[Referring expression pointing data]
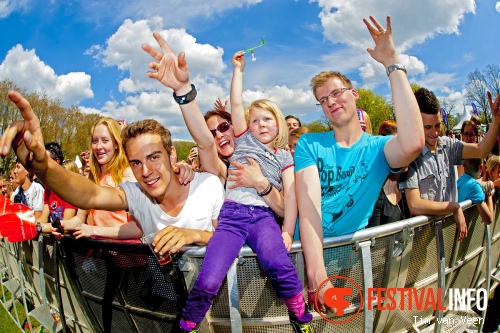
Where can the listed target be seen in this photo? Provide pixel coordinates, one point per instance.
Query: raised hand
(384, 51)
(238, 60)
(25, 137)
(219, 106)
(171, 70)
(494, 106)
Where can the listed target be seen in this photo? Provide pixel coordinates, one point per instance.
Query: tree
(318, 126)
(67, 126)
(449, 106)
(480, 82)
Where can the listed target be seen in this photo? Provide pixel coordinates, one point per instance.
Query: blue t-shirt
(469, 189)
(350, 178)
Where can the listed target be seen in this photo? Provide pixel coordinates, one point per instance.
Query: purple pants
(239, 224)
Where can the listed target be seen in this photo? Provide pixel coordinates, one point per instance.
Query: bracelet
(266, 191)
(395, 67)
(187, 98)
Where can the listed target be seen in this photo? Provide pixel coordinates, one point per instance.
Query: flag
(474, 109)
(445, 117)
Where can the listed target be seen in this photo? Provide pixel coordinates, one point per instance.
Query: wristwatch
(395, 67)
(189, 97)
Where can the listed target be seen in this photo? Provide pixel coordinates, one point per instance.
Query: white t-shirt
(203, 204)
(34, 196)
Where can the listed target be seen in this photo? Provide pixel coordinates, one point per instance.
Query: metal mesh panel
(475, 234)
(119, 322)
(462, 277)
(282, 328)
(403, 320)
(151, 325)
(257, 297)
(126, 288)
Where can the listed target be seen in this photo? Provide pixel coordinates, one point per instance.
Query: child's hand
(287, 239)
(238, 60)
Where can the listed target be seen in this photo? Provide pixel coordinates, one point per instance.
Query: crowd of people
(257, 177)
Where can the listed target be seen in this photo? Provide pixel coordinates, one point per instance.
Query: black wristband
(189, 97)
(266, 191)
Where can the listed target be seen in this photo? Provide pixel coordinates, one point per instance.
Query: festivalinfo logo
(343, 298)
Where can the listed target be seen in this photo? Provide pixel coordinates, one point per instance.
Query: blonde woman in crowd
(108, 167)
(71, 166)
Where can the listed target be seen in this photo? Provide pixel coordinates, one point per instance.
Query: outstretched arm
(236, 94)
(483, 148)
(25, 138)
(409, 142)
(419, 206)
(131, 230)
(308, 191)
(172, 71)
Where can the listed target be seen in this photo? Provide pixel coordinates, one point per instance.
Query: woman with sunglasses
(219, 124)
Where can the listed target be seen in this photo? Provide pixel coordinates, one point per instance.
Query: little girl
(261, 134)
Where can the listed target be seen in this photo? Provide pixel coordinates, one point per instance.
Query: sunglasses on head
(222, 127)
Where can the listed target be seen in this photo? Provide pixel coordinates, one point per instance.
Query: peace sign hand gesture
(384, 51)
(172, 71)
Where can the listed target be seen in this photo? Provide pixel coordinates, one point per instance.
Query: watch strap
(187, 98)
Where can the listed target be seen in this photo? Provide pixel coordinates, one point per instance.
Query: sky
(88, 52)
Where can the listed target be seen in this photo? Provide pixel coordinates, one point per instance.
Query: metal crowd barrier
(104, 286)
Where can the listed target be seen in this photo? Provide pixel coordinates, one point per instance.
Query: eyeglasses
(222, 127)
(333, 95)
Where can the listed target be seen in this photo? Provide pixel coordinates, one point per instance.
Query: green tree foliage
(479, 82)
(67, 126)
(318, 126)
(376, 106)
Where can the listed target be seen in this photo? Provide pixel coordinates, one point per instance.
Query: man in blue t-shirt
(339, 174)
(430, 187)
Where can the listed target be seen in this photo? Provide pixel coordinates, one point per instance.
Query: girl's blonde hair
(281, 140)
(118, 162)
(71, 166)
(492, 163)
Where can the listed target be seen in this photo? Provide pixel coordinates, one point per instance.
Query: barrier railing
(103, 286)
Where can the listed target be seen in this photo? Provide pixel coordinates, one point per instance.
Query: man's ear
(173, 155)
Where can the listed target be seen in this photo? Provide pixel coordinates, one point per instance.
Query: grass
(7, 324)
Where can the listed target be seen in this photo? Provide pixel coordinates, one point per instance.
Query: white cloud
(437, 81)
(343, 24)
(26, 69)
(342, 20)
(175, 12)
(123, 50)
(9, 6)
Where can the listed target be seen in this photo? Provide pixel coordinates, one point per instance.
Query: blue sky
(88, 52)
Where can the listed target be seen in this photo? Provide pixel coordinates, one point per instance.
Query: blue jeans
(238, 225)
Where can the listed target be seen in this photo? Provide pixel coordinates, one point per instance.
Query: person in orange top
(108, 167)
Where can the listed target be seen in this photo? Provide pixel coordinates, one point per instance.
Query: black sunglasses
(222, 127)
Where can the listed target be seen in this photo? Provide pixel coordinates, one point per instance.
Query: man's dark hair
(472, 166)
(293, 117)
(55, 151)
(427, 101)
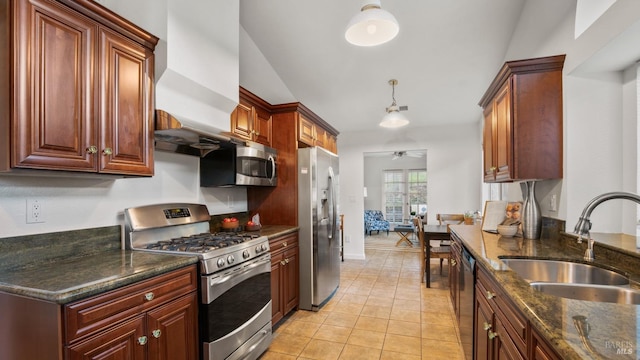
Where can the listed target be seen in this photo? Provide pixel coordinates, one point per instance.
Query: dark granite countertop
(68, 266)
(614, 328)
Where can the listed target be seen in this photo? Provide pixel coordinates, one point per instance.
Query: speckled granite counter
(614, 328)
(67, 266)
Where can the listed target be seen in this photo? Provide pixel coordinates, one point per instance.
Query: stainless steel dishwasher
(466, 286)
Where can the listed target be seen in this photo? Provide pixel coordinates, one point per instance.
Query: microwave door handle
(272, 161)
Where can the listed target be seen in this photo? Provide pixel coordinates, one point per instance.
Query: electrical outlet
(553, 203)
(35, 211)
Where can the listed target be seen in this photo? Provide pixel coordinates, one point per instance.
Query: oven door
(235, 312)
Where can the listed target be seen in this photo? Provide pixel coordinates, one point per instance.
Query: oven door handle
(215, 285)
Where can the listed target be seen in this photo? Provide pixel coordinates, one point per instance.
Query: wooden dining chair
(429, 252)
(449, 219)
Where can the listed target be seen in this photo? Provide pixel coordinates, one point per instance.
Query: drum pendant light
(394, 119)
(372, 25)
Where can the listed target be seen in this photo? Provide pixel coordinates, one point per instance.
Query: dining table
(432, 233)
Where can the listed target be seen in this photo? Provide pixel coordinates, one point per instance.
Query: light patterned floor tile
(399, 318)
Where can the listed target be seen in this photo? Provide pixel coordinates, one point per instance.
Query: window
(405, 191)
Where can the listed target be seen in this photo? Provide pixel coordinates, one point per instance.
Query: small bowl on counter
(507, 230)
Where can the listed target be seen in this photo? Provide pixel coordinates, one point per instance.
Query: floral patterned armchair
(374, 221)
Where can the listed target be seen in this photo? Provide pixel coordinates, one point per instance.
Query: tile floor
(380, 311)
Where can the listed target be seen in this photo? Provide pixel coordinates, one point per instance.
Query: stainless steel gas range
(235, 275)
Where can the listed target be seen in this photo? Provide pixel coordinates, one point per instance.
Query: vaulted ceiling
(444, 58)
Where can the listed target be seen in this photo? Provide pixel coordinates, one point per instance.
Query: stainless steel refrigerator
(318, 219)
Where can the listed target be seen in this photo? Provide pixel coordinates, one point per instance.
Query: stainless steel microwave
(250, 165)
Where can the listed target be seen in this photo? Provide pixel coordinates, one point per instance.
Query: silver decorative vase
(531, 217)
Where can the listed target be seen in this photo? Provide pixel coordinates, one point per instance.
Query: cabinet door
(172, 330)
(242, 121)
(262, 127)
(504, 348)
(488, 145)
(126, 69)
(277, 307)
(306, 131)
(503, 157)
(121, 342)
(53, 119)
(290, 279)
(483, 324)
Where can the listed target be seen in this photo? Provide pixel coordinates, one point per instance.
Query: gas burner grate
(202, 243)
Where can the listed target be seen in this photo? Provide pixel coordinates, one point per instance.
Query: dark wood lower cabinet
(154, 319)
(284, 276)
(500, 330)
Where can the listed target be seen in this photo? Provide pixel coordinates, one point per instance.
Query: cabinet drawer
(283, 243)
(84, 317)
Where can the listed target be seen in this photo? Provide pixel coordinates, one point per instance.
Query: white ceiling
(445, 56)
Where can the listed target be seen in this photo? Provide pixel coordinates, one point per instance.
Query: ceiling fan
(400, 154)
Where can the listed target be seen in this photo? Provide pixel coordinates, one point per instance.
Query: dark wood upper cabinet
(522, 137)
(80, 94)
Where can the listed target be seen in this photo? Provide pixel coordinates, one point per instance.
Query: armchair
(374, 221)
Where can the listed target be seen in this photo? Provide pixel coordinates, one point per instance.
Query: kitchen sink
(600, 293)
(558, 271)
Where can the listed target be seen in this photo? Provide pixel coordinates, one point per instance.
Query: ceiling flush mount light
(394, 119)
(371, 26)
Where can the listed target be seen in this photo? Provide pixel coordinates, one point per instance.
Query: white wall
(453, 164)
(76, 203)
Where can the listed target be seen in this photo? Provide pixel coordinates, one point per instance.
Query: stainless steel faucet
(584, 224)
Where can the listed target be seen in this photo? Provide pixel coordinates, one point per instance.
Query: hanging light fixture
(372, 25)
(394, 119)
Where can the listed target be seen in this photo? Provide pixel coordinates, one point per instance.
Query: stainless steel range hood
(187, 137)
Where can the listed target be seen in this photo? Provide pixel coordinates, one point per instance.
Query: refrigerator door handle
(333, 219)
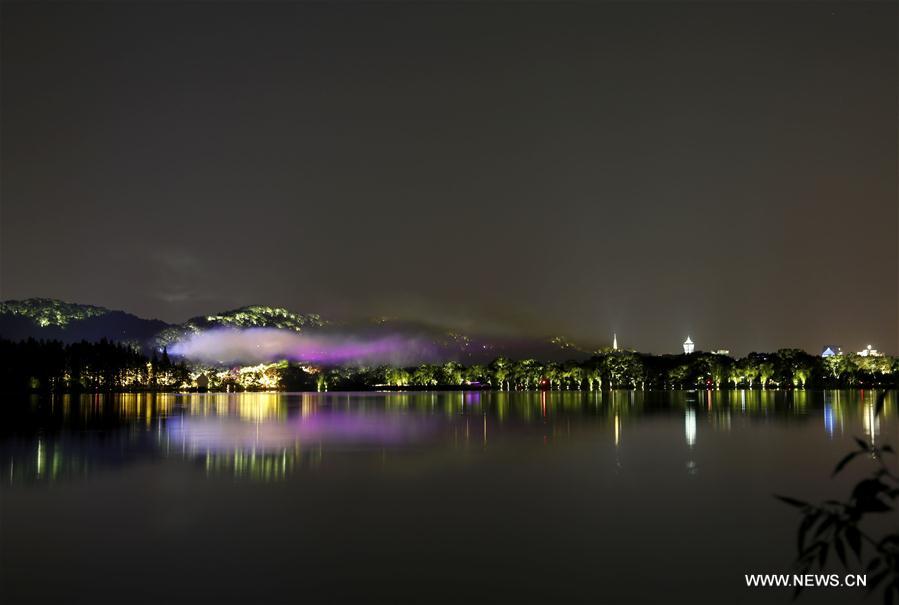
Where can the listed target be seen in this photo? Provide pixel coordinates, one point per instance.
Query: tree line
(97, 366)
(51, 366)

__Task goal__
With the pictures left out, copy exactly the lines above from the line containing "Query: hanging light fixture" through the last line of the entries.

__Exercise answer__
Query: hanging light fixture
(372, 25)
(394, 119)
Where can the listed target be seen in this photo? Provide pixel coordinates, one point per instance.
Query: stainless steel range hood
(187, 137)
Where can the listed target be seen in this photo? Provide pixel coordinates, one point per instance.
Query: refrigerator door handle
(333, 219)
Where can the listed target be seen in this photo? Provide pixel coordinates, one point per instance.
Query: tree line
(97, 366)
(51, 366)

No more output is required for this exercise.